Problems to solve:
- A) In the post about Powell's press conference, why did the writer take a nap instead of going for a walk?
- B) Translate this sentence from the post about Powell's press conference into Spanish: "And it wasn’t an insight, but more of a reminder."
- C) From the post about Powell's press conference, write out the passage from "Unfortunately, it was" up to and including "came to mind.".

I listened to the pundits talk for nearly two hours after Powell finished the question and answer portion of the press conference.
By the end my brain felt like a scrambled egg. My thinking felt clouded. It’s like I was being told 50% of something, and expected to form my own conclusions.
This is usually when I go for walk and clear the mind.
Unfortunately, it was raining. So I opted for a nap.
My goal was to let my subconscious form some connections that I wasn’t able to do initially. Basically to stop trying. Or think less.
Then once I have a spark, I’d start writing to form some takeaways.
Well, I woke up with a headache. Fail.
And as I went about the rest of the day nothing really came to mind.
Settling down with a glass of wine and some slow beats, the following lyrics came through my speakers…
We're going down
And you know that we're doomed
We're slow dancing in a burning room
John Mayer’s somber tune managed to spark some life to my aging synapses.
And it wasn’t an insight, but more of a reminder.
The Federal Reserve and the market are in a dance, one that is taking place amidst the backdrop of a financial system that is slowly burning down.

Data:

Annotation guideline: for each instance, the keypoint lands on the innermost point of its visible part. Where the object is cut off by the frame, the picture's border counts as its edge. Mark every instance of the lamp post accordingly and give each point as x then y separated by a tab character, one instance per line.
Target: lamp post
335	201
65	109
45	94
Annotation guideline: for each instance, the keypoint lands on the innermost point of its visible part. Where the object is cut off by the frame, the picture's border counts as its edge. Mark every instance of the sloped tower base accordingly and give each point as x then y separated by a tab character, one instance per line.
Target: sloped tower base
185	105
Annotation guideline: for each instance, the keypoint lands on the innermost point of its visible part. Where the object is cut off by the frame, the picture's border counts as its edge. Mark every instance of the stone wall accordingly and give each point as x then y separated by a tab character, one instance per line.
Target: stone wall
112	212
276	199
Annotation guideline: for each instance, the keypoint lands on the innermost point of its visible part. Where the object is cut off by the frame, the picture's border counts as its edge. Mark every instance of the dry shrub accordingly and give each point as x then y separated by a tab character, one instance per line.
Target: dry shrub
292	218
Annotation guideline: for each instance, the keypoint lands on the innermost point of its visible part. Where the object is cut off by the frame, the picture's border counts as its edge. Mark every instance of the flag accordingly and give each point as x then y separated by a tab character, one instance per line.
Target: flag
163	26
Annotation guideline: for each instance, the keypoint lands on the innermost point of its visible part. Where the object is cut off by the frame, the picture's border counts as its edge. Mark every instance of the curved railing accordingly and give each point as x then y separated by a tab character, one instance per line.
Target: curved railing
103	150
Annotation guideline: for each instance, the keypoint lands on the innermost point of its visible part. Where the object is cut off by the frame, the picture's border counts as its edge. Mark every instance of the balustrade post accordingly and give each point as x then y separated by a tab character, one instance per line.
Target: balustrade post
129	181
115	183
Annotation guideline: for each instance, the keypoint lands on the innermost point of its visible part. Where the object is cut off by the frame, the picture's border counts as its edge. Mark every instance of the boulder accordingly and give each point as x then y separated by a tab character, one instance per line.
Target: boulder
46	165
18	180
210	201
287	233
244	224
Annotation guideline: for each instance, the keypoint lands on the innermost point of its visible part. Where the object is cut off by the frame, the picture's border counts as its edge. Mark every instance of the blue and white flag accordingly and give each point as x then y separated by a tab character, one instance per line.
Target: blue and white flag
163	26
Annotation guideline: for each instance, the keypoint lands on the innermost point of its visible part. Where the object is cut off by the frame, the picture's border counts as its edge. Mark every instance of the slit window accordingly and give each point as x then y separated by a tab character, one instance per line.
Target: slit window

Answers to the exercises:
- A) It was raining.

- B) Y no fue una revelación, sino más bien un recordatorio.

- C)
Unfortunately, it was raining. So I opted for a nap.
My goal was to let my subconscious form some connections that I wasn’t able to do initially. Basically to stop trying. Or think less.
Then once I have a spark, I’d start writing to form some takeaways.
Well, I woke up with a headache. Fail.
And as I went about the rest of the day nothing really came to mind.